- **Exercise brief**
Please print the stretch of lines below from the one containing "Every instance of the red high" through the one containing "pixel 208 266", both included, copying each line word for word.
-- Begin --
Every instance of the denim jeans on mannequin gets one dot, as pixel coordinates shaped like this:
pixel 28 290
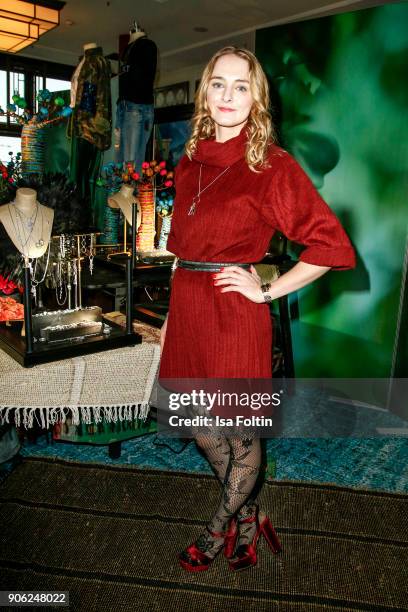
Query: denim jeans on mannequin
pixel 135 122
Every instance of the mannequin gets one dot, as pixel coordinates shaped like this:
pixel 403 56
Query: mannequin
pixel 28 223
pixel 135 110
pixel 90 126
pixel 74 78
pixel 124 200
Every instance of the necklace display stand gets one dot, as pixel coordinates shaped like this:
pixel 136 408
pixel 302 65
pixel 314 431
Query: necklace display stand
pixel 29 352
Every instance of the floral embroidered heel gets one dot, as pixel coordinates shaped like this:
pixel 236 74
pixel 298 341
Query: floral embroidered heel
pixel 194 557
pixel 245 555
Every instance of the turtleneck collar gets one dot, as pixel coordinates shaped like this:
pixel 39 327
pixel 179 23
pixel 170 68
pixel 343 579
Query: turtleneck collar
pixel 221 154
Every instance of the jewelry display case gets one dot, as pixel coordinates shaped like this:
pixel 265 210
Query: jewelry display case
pixel 74 329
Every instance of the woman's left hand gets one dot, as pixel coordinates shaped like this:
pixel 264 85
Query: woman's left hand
pixel 235 278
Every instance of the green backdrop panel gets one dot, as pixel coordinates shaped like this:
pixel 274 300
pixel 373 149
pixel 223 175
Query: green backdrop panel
pixel 340 95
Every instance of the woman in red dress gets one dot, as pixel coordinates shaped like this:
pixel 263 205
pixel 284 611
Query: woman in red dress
pixel 235 188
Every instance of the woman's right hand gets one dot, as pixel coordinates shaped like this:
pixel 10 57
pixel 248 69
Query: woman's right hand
pixel 163 334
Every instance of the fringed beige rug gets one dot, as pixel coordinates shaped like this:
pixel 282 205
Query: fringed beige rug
pixel 111 385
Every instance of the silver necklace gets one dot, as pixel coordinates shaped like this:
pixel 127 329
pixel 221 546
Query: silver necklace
pixel 23 240
pixel 196 198
pixel 29 223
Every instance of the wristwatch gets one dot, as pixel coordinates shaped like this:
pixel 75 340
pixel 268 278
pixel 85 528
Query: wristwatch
pixel 264 288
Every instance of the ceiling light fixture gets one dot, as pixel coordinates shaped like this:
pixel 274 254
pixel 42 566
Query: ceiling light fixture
pixel 22 22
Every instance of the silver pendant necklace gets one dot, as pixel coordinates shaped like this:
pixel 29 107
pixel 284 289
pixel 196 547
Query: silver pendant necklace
pixel 196 198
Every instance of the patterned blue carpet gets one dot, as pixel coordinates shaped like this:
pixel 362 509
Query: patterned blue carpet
pixel 371 463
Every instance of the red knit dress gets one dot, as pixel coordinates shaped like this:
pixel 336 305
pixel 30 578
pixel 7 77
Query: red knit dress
pixel 225 335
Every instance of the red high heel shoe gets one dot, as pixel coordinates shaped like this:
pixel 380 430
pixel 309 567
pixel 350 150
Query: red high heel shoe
pixel 198 560
pixel 245 555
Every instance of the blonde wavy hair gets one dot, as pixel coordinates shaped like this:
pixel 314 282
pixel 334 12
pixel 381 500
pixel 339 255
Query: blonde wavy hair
pixel 260 127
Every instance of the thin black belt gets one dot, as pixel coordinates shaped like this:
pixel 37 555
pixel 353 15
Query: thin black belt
pixel 208 266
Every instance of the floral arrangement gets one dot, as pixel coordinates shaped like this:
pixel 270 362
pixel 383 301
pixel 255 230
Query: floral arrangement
pixel 154 174
pixel 50 110
pixel 10 174
pixel 10 309
pixel 7 287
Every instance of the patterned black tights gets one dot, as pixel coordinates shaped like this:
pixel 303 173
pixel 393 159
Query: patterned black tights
pixel 236 462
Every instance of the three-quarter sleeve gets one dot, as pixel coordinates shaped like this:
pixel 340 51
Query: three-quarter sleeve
pixel 293 205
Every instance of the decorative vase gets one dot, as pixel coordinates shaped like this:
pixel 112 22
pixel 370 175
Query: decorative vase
pixel 164 232
pixel 32 149
pixel 111 218
pixel 146 233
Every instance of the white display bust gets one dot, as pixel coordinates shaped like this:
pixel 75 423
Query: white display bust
pixel 135 35
pixel 124 200
pixel 28 223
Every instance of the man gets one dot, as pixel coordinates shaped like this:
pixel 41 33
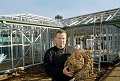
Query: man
pixel 56 56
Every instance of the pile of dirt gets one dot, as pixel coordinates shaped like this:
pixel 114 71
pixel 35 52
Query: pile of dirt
pixel 35 73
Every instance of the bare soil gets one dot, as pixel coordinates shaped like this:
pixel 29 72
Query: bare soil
pixel 36 73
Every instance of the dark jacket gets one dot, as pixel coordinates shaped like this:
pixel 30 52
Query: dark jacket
pixel 54 60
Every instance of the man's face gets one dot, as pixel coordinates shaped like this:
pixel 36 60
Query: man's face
pixel 60 40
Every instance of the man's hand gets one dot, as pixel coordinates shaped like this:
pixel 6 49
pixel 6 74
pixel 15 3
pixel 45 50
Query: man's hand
pixel 68 73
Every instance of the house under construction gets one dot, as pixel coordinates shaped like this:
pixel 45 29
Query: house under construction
pixel 24 38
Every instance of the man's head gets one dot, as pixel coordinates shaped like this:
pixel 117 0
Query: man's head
pixel 60 38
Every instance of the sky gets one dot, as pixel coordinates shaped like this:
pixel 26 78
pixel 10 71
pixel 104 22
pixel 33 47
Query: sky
pixel 51 8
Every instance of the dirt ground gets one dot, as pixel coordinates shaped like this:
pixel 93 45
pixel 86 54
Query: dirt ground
pixel 37 73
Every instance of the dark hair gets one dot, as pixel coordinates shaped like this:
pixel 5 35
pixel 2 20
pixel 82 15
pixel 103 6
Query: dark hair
pixel 61 31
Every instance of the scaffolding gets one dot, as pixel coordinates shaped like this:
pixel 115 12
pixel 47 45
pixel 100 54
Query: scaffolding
pixel 99 32
pixel 23 40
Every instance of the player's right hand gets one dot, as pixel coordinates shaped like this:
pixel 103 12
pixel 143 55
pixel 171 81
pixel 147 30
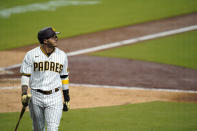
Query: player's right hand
pixel 25 99
pixel 66 106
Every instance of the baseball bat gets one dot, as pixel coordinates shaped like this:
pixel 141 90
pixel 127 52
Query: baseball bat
pixel 21 115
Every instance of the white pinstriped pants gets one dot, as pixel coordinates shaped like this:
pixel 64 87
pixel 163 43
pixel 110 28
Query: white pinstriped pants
pixel 46 108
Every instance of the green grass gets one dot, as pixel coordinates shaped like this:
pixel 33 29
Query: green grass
pixel 177 50
pixel 153 116
pixel 21 29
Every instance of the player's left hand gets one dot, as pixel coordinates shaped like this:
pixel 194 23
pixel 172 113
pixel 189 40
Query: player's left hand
pixel 66 106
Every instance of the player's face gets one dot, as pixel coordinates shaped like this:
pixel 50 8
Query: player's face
pixel 52 42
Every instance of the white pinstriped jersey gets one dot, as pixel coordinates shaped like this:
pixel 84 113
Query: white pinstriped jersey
pixel 45 70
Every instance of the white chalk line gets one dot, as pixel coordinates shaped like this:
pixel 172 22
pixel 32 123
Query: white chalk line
pixel 44 6
pixel 121 43
pixel 118 87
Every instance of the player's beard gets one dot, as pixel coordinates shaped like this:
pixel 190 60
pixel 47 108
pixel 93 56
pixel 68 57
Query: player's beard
pixel 50 45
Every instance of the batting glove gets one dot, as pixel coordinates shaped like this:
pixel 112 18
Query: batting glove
pixel 66 106
pixel 25 99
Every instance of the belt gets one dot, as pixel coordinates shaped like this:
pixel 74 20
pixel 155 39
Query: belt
pixel 47 92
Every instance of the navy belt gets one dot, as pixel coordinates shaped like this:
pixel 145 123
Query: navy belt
pixel 47 92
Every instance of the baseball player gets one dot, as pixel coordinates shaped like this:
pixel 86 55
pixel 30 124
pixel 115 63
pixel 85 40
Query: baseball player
pixel 44 71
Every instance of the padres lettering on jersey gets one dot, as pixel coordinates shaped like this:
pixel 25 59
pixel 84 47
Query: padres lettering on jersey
pixel 47 65
pixel 41 66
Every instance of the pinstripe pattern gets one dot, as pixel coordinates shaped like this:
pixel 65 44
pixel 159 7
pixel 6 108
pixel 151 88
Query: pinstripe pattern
pixel 45 75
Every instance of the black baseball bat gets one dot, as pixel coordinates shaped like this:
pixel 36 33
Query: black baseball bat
pixel 21 115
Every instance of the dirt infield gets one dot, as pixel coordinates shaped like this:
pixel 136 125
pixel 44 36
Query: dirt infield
pixel 86 69
pixel 86 97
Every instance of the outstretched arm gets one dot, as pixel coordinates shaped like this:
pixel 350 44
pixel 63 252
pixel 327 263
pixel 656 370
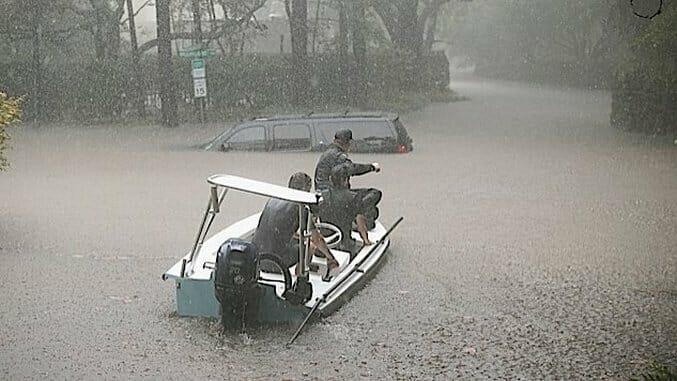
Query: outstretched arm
pixel 321 244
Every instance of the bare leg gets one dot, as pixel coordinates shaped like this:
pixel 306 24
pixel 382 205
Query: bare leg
pixel 362 229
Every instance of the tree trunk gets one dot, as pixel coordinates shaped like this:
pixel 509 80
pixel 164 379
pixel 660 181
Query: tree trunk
pixel 359 83
pixel 137 90
pixel 37 58
pixel 343 66
pixel 298 22
pixel 197 21
pixel 167 96
pixel 430 33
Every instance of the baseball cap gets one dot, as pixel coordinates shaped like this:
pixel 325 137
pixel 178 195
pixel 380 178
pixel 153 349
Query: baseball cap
pixel 344 135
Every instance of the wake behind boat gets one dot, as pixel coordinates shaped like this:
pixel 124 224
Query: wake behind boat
pixel 224 275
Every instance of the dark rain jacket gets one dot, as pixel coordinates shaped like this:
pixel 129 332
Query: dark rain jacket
pixel 332 157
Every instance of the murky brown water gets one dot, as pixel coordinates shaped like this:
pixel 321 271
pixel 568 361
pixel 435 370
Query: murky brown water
pixel 537 244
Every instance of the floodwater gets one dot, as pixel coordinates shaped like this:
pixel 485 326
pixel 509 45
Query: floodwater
pixel 538 243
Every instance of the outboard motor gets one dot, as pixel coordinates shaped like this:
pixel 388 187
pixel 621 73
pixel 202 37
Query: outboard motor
pixel 235 285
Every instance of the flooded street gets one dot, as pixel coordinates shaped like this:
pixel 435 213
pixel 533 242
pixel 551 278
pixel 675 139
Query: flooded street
pixel 538 243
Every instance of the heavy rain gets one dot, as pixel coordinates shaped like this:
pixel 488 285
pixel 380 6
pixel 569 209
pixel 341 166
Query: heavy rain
pixel 539 194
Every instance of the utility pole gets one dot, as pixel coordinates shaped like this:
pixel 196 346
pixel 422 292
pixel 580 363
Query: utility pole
pixel 138 89
pixel 167 96
pixel 197 29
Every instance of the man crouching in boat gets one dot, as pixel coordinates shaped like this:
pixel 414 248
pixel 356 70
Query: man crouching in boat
pixel 278 225
pixel 344 207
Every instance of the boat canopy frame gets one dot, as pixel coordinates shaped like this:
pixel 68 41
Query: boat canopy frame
pixel 219 186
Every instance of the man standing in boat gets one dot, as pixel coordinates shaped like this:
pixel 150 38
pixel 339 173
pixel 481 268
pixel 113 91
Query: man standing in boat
pixel 337 154
pixel 278 225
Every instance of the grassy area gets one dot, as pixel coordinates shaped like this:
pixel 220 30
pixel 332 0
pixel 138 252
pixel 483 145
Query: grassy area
pixel 658 372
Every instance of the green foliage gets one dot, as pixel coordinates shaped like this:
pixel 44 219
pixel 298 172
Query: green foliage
pixel 566 42
pixel 102 90
pixel 645 89
pixel 10 112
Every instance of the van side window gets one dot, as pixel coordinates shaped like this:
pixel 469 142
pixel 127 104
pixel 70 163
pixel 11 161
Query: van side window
pixel 249 138
pixel 291 137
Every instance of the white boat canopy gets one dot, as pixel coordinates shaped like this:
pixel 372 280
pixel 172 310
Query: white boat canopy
pixel 264 189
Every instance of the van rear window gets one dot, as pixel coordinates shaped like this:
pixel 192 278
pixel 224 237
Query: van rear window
pixel 362 130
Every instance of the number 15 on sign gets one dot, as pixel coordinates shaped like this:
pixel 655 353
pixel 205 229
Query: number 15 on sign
pixel 200 87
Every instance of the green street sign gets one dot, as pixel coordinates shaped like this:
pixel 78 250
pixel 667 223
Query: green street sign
pixel 197 52
pixel 197 64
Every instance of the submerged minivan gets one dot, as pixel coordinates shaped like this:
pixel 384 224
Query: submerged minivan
pixel 372 132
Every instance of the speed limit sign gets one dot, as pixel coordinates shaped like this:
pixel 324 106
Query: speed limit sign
pixel 200 87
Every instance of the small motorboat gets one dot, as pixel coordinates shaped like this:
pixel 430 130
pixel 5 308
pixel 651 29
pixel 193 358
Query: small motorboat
pixel 223 275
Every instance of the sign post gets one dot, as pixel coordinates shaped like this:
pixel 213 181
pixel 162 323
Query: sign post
pixel 197 53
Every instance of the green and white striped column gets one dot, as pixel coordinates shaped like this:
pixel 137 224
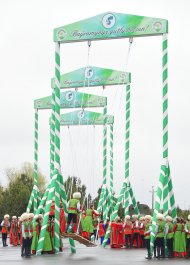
-- End --
- **Solution to this problem**
Every instance of the red high heel shoe gets one dot, as pixel coordinates shaped like this:
pixel 380 430
pixel 309 567
pixel 350 150
Query: red high heel shoe
pixel 198 560
pixel 245 555
Every instance of the blonde wavy hair gets one dot, as pixel coordinates shaped like this:
pixel 314 282
pixel 334 12
pixel 381 500
pixel 339 255
Query: blonde wavy hair
pixel 260 127
Every instance of the thin black belt gets one dot, as pixel coordinates shaped like this:
pixel 37 555
pixel 353 15
Query: thin black belt
pixel 208 266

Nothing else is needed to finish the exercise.